Task details:
Find the line containing "Can you see the fern". Retype it and every line after it through the end of the entries, exactly as written, with nothing added.

Records from a point labeling set:
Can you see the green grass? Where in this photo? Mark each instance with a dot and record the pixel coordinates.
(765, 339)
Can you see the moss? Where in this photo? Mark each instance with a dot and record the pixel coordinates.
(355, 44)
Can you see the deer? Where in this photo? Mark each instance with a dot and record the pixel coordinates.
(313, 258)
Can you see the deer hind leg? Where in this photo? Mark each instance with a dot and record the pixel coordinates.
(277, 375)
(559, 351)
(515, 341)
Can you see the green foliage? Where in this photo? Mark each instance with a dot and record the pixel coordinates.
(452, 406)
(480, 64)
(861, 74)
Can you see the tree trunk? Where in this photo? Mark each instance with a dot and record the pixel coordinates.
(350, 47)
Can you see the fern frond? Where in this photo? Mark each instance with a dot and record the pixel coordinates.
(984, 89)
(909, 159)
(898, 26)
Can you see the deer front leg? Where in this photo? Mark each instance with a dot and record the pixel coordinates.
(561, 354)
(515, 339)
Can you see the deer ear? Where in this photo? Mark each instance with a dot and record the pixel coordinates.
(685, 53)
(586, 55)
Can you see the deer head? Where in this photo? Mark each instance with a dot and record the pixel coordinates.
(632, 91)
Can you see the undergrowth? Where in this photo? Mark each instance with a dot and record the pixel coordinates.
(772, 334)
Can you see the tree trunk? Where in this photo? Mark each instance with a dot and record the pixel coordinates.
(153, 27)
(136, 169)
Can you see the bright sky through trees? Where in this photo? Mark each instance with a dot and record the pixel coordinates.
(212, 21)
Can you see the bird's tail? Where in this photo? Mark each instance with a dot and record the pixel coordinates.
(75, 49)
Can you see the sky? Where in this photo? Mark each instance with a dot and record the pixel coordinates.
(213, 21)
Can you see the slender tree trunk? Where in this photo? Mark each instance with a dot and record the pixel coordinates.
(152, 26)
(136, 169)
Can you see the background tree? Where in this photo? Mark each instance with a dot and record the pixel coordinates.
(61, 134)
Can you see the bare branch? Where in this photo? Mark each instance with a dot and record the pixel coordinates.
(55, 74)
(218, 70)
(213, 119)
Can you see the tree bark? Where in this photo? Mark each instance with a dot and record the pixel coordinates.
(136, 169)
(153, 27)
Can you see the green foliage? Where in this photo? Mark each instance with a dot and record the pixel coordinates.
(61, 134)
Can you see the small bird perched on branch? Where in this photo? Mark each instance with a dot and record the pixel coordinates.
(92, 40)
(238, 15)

Final result:
Can you see the fern frond? Where in this photo? Mark each instance with a dot and record the pixel coordinates.
(984, 89)
(909, 159)
(898, 26)
Can you see the deer front leg? Where in this photo? Mark each instance with a dot and record the pixel coordinates.
(561, 354)
(515, 339)
Can you see the deer ear? Where in this photo? Mark each instance with a dot and record the pixel coordinates.
(685, 53)
(586, 55)
Can you see the deer head? Where in this photo? Mark each instance with a dot and record the pixel coordinates.
(632, 91)
Can you see the undergrowth? Where in this photo? Mark each instance with a dot and record the pixel coordinates.
(772, 334)
Can you see the tree trunk? Where in this photo? Mark each instance with a dot and record the pixel coordinates.
(153, 27)
(136, 169)
Can you see the bright sky through trees? Where in this photo? Mark each instance with a dot and record the pixel coordinates.
(212, 21)
Can you see the bird's tail? Where in this photo? Mark each instance with a dot and record the pixel coordinates.
(75, 49)
Can you see the sky? Where in this photo? Mark each instance with a dot and record the pixel coordinates.
(213, 21)
Can you see the slender tree trunk? Where in this photo? Mark each instance with a dot and record the pixel coordinates.
(152, 26)
(136, 169)
Can you see the background tree? Where in this photo? Mark each instance with a dot and record the pixel coordinates.
(61, 134)
Can you see the bare branch? Where in this photo? Mark each instance with a dot and record the pixel coordinates.
(55, 74)
(218, 70)
(213, 119)
Can you see the tree bark? Where in this photo? Mark each instance with a dot and record the pixel coordinates.
(136, 169)
(153, 27)
Can you see the green foliage? Where in this photo? Mark each instance with a dot and record the pixel coordinates.
(61, 134)
Can you see the small bird perched on branch? Where in this photo? Mark each instance with a dot and record the pixel coordinates.
(92, 40)
(238, 15)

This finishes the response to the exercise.